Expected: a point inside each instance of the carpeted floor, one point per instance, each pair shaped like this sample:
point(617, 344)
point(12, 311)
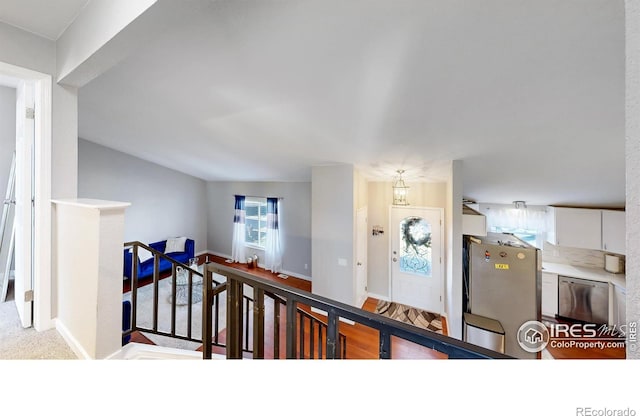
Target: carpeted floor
point(18, 343)
point(413, 316)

※ ※ ※

**What the exercise asks:**
Extract, word for word, every line from the one containing "point(617, 344)" to the end of the data above, both ends included, and leave out the pictures.

**Response to the task:**
point(617, 344)
point(12, 311)
Target: carpeted floor
point(18, 343)
point(413, 316)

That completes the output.